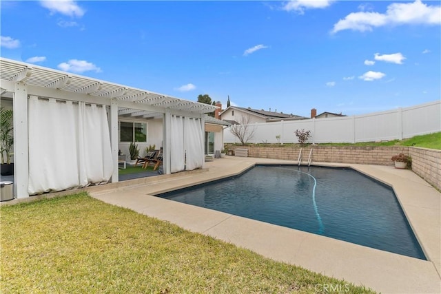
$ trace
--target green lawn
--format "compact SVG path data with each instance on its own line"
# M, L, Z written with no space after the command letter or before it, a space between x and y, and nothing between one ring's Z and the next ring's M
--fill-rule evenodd
M371 293L84 193L0 213L0 293Z
M143 169L143 165L138 165L136 167L134 167L133 165L127 165L125 169L119 169L118 171L119 174L120 175L126 175L129 174L138 174L142 173L143 171L153 171L153 168L154 167L147 167L145 169Z
M299 146L298 144L256 144L258 146L277 145L283 147ZM320 143L319 146L414 146L441 150L441 132L427 135L416 136L404 140L392 140L381 142L361 142L358 143Z

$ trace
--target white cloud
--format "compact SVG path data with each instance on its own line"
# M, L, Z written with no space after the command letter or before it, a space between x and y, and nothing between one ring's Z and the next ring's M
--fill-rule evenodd
M83 8L72 0L41 1L40 4L48 8L51 14L58 12L68 17L81 17L85 13Z
M380 55L378 53L374 54L373 59L380 61L389 62L391 63L402 64L402 61L406 59L400 52L392 54Z
M358 76L358 78L362 79L363 81L372 81L374 80L379 80L382 78L386 76L386 74L384 74L380 72L372 72L369 70L369 72L365 72L362 76Z
M14 49L20 47L20 41L10 36L0 36L0 45L8 49Z
M334 25L332 33L352 30L372 31L373 28L404 24L439 25L441 6L427 6L416 0L413 3L395 3L387 6L386 13L352 12Z
M334 0L291 0L286 2L282 9L302 14L307 9L326 8L334 1Z
M57 25L61 28L77 27L79 25L76 21L66 21L63 20L61 20L57 23Z
M248 48L244 52L243 52L243 56L246 56L248 54L251 54L252 53L255 52L257 50L260 50L261 49L265 49L265 48L267 48L268 46L265 46L265 45L256 45L254 47L252 47L251 48Z
M45 56L34 56L34 57L30 57L28 58L28 59L26 59L26 62L29 62L31 63L35 63L37 62L42 62L46 60L46 57Z
M58 68L65 72L81 73L84 72L94 71L101 72L101 69L94 64L84 60L70 59L58 65Z
M176 88L175 90L179 92L189 92L196 89L196 86L192 83L188 83L187 85L183 85L178 88Z

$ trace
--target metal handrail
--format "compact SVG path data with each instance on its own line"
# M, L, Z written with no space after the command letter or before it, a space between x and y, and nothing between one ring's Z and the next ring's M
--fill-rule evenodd
M297 162L299 167L300 166L300 162L302 161L302 150L303 150L303 148L300 148L300 151L298 154L298 158L297 159Z

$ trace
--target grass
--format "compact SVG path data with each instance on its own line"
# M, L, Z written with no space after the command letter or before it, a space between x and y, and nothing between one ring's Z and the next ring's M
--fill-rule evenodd
M371 293L85 193L0 212L0 293Z
M391 140L381 142L360 142L357 143L320 143L318 145L324 146L413 146L441 150L441 132L429 134L427 135L416 136L403 140ZM256 144L257 146L299 146L298 144Z
M144 171L153 171L153 168L154 167L147 167L145 169L143 169L143 165L138 165L134 167L133 165L127 165L125 169L119 169L118 171L119 174L120 175L127 175L129 174L138 174L142 173Z

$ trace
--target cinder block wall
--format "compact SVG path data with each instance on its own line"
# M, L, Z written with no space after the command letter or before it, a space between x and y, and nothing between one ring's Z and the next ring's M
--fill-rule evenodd
M248 156L261 158L297 160L298 147L233 146L248 149ZM303 148L303 162L308 160L313 148L312 161L319 162L357 163L393 165L391 158L404 153L412 157L412 171L427 182L441 190L441 150L407 147L313 146Z
M409 147L412 171L441 190L441 150Z

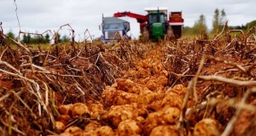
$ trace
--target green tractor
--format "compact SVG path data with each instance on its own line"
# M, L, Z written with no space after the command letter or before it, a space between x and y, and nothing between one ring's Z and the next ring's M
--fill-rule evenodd
M181 37L183 19L182 12L171 12L167 20L167 8L147 8L147 15L131 12L116 13L114 17L129 16L140 23L141 37L143 41L159 39L178 39Z

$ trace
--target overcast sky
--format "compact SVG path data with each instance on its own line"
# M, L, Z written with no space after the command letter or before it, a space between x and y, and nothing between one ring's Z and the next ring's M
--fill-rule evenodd
M168 12L183 11L184 26L193 26L201 14L212 28L214 10L224 9L229 26L241 26L256 20L256 0L15 0L17 14L22 31L42 33L47 30L57 31L69 24L75 31L76 40L84 38L89 30L91 35L102 35L99 25L102 14L113 16L116 12L131 11L147 14L148 7L167 7ZM14 0L0 0L0 22L5 33L12 31L18 36L19 24ZM131 23L131 37L139 36L139 24L136 19L123 17ZM67 29L61 35L69 35Z

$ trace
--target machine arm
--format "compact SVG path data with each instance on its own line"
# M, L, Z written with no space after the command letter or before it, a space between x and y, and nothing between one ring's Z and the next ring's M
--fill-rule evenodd
M129 16L131 18L135 18L137 19L138 23L144 23L145 21L148 21L148 15L141 15L141 14L133 14L131 12L118 12L113 14L114 17L124 17L124 16Z

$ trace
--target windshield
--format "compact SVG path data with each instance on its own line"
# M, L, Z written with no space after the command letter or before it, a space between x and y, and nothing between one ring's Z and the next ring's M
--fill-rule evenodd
· · · · · · ·
■ Do this ■
Rewrite the listing above, replacing "evenodd" with "nonzero" throughout and leaving everything else unchanged. Omit the pictures.

■ The output ■
$ trace
--target green lawn
--format "compact SVG path data with each instance on its own line"
# M, L, Z written with no space after the command letter or before it, a space between x and y, and nothing between one ring's Z and the next ring's M
--fill-rule nonzero
M371 293L84 193L0 213L0 293Z
M143 169L143 165L138 165L136 167L134 167L133 165L127 165L125 169L119 169L118 171L119 174L120 175L126 175L129 174L138 174L142 173L143 171L153 171L153 168L154 167L147 167L145 169Z
M299 146L298 144L256 144L258 146L277 145L283 147ZM320 143L319 146L414 146L441 150L441 132L427 135L416 136L404 140L392 140L381 142L361 142L358 143Z

$ trace
--target white cloud
--format "compact SVG path data with each instance on its own line"
# M, L, Z written with no space after the command letter or before it, a space between x and y, and nothing between one ring's Z and the next ring's M
--fill-rule nonzero
M83 8L72 0L41 1L40 4L48 8L51 14L58 12L68 17L81 17L85 13Z
M380 55L378 53L374 54L373 59L380 61L389 62L391 63L402 64L402 61L406 59L400 52L392 54Z
M358 76L358 78L362 79L363 81L372 81L374 80L379 80L382 78L386 76L386 74L384 74L380 72L372 72L369 70L369 72L365 72L362 76Z
M14 49L20 47L20 41L10 36L0 36L0 45L8 49Z
M334 25L332 33L352 30L372 31L373 28L404 24L439 25L441 6L427 6L416 0L413 3L395 3L387 6L386 13L352 12Z
M334 0L291 0L286 2L282 9L302 14L307 9L326 8L334 1Z
M57 25L61 28L77 27L79 25L76 21L66 21L63 20L61 20L57 23Z
M248 48L244 52L243 52L243 56L246 56L248 54L251 54L252 53L255 52L257 50L260 50L261 49L265 49L265 48L267 48L268 46L265 46L265 45L256 45L254 47L252 47L251 48Z
M45 56L34 56L34 57L30 57L28 58L28 59L26 59L26 62L29 62L31 63L35 63L37 62L42 62L46 60L46 57Z
M58 68L65 72L81 73L84 72L94 71L101 72L101 69L94 64L84 60L70 59L58 65Z
M176 88L175 90L179 92L189 92L196 89L196 86L192 83L188 83L187 85L183 85L178 88Z

$ trace
--target metal handrail
--format "compact SVG path data with each instance on its own line"
# M, L, Z written with no space after the command letter or before it, a space between x and y, and nothing between one ring's Z and the next ring's M
--fill-rule nonzero
M297 162L299 167L300 166L300 162L302 161L302 150L303 150L303 148L300 148L300 151L298 154L298 158L297 159Z

$ trace
--target grass
--format "compact SVG path data with each instance on its own line"
# M, L, Z written with no space after the command letter or before it, a space between x and y, and nothing between one ring's Z and the next ring's M
--fill-rule nonzero
M371 293L85 193L0 212L0 293Z
M391 140L381 142L360 142L357 143L320 143L318 145L324 146L413 146L441 150L441 132L429 134L427 135L416 136L403 140ZM256 144L257 146L299 146L298 144Z
M144 171L153 171L153 168L154 167L147 167L145 169L143 169L143 165L138 165L134 167L133 165L127 165L125 169L119 169L118 171L119 174L120 175L127 175L129 174L138 174L142 173Z

$ trace
--target cinder block wall
--format "compact SVG path data with each instance on its own line"
# M, L, Z written with no space after the command letter or before it, a space between x and y, and nothing between one ring's Z and the next ring's M
--fill-rule nonzero
M248 156L261 158L297 160L298 147L233 146L248 149ZM303 148L303 162L308 160L313 148L312 161L319 162L357 163L393 165L391 158L404 153L412 157L412 171L427 182L441 190L441 150L407 147L313 146Z
M409 147L412 171L441 190L441 150Z

$ trace
--target green tractor
--format "compact SVG path data with each instance on its own line"
# M, L, Z written with no space after the command letter or before it, a space between x and y, and nothing between one ring's Z and the next ring's M
--fill-rule nonzero
M181 37L183 19L182 12L171 12L167 20L167 8L147 8L147 15L131 12L116 13L114 17L129 16L140 23L141 37L143 41L159 39L178 39Z

$ trace
--target overcast sky
--format "compact SVG path data with each instance on its own line"
# M, L, Z written with no space after the command letter or before it, a space between x and y, and nothing between one ring's Z and the next ring's M
--fill-rule nonzero
M168 12L183 11L184 26L193 26L201 14L212 28L214 10L224 9L229 26L241 26L256 20L256 0L15 0L17 14L22 31L42 33L47 30L57 31L69 24L75 31L76 40L84 38L89 30L91 35L102 35L99 25L102 14L113 16L116 12L131 11L147 14L148 7L167 7ZM14 0L0 0L0 22L5 33L12 31L18 36L19 24ZM131 23L131 37L139 36L139 24L136 19L123 17ZM67 29L61 35L69 35Z

$ trace
--target machine arm
--format "compact SVG path data with each instance on its own line"
# M, L, Z written with no space after the command letter or before it, a space between x and y, and nothing between one ring's Z and the next ring's M
--fill-rule nonzero
M129 16L131 18L135 18L137 19L138 23L144 23L145 21L148 21L148 15L141 15L141 14L133 14L131 12L118 12L113 14L114 17L124 17L124 16Z

$ trace
--target windshield
--format "compact SVG path data with each instance on its own line"
# M, L, Z written with no space after the command letter or before it, a space between x and y, and nothing between one ring's Z and the next ring's M
--fill-rule nonzero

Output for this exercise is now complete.